INSTRUCTIONS TO FOLLOW
Look over the entries below. Report how many lines hold the word "switch", and only that.

[Records from a dataset]
# # # #
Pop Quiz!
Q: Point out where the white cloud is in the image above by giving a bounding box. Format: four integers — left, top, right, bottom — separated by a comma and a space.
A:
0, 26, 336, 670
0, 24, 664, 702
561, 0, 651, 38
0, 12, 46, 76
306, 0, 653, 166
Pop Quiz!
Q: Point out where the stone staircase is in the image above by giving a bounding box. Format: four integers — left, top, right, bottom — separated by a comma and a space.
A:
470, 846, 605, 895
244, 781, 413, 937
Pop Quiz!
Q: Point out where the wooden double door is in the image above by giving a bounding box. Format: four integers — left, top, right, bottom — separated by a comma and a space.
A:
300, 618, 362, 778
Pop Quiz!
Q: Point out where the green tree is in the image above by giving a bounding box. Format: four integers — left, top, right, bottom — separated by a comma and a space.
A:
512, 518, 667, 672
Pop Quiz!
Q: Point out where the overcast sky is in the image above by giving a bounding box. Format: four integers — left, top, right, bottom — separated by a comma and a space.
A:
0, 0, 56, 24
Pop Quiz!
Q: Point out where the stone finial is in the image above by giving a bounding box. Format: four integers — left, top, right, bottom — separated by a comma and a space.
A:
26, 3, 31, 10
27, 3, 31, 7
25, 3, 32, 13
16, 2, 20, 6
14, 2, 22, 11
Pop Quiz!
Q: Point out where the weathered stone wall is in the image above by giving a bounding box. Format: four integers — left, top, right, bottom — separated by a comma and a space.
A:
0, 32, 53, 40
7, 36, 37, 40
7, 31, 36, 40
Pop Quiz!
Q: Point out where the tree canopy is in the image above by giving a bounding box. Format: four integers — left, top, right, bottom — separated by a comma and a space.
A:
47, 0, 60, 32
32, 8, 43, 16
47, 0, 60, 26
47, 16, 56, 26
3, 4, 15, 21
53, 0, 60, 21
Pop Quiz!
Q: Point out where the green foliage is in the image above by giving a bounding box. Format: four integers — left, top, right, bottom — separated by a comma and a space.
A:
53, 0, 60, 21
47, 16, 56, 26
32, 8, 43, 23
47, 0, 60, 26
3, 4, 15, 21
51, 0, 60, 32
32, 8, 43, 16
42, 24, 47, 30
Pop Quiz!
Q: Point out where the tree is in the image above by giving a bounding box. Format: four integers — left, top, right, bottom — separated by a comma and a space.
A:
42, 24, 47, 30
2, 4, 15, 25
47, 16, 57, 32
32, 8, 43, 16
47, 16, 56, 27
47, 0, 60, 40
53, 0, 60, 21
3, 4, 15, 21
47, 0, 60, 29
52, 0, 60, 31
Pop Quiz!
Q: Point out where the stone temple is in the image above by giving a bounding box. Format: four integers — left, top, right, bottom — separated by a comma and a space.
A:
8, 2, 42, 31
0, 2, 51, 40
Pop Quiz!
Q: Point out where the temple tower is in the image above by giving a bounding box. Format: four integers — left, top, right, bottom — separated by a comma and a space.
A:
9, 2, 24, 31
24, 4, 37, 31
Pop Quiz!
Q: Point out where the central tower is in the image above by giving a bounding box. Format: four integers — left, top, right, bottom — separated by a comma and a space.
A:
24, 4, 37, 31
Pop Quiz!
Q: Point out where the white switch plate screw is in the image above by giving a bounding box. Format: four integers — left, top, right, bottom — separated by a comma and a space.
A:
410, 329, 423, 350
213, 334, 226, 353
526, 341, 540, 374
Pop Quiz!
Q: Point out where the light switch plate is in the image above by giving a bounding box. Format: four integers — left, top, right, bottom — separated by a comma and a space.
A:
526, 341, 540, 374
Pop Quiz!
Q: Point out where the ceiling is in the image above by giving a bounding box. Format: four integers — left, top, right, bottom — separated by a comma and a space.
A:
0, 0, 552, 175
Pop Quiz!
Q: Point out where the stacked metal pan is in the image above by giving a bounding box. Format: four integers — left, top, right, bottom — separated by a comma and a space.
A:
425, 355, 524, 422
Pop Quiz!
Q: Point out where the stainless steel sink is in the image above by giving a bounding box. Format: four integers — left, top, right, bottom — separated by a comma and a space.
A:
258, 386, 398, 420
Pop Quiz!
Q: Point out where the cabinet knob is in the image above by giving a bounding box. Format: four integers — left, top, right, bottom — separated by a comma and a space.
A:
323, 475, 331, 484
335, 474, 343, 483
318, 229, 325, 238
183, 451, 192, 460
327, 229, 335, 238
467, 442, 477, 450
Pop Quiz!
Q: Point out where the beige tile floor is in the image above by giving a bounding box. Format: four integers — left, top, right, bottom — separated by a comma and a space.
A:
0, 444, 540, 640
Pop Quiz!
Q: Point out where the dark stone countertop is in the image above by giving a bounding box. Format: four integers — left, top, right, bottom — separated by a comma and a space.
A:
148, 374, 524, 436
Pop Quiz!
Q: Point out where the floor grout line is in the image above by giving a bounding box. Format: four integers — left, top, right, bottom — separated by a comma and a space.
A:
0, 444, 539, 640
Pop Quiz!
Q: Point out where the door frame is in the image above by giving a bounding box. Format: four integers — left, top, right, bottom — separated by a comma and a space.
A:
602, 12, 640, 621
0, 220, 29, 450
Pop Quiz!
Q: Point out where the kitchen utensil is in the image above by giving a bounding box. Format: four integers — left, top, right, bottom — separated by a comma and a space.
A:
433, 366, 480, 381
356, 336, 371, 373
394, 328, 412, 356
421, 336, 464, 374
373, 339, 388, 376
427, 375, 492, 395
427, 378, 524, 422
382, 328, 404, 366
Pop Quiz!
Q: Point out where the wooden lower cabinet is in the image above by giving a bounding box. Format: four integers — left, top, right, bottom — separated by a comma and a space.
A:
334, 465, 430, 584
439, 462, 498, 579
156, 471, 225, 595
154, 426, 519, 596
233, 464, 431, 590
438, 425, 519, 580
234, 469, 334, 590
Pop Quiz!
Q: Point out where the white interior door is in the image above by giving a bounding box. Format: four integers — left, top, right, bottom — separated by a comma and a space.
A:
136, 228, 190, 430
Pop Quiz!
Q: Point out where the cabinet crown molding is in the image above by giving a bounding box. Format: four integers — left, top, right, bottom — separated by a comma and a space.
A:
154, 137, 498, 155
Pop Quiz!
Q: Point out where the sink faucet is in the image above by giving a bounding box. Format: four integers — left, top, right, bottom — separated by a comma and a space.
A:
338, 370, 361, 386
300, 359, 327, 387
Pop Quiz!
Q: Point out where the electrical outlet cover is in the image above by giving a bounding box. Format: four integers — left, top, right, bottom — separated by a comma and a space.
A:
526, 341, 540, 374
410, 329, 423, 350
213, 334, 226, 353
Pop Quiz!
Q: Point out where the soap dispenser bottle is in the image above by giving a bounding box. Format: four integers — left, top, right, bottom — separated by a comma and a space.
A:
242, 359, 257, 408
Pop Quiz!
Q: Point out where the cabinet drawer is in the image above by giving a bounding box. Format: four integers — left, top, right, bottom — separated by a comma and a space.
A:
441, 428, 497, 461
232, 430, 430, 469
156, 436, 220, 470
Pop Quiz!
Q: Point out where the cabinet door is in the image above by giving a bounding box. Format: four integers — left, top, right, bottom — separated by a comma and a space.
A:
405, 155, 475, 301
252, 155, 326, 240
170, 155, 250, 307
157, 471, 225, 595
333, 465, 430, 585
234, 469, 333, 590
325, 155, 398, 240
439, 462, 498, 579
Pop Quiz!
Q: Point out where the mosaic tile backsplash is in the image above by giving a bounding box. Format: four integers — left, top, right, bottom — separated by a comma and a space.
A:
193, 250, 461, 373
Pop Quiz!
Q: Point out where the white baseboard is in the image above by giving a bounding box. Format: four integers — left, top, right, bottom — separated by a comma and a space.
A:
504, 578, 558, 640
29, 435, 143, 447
# # # #
WRITTEN RESPONSE
2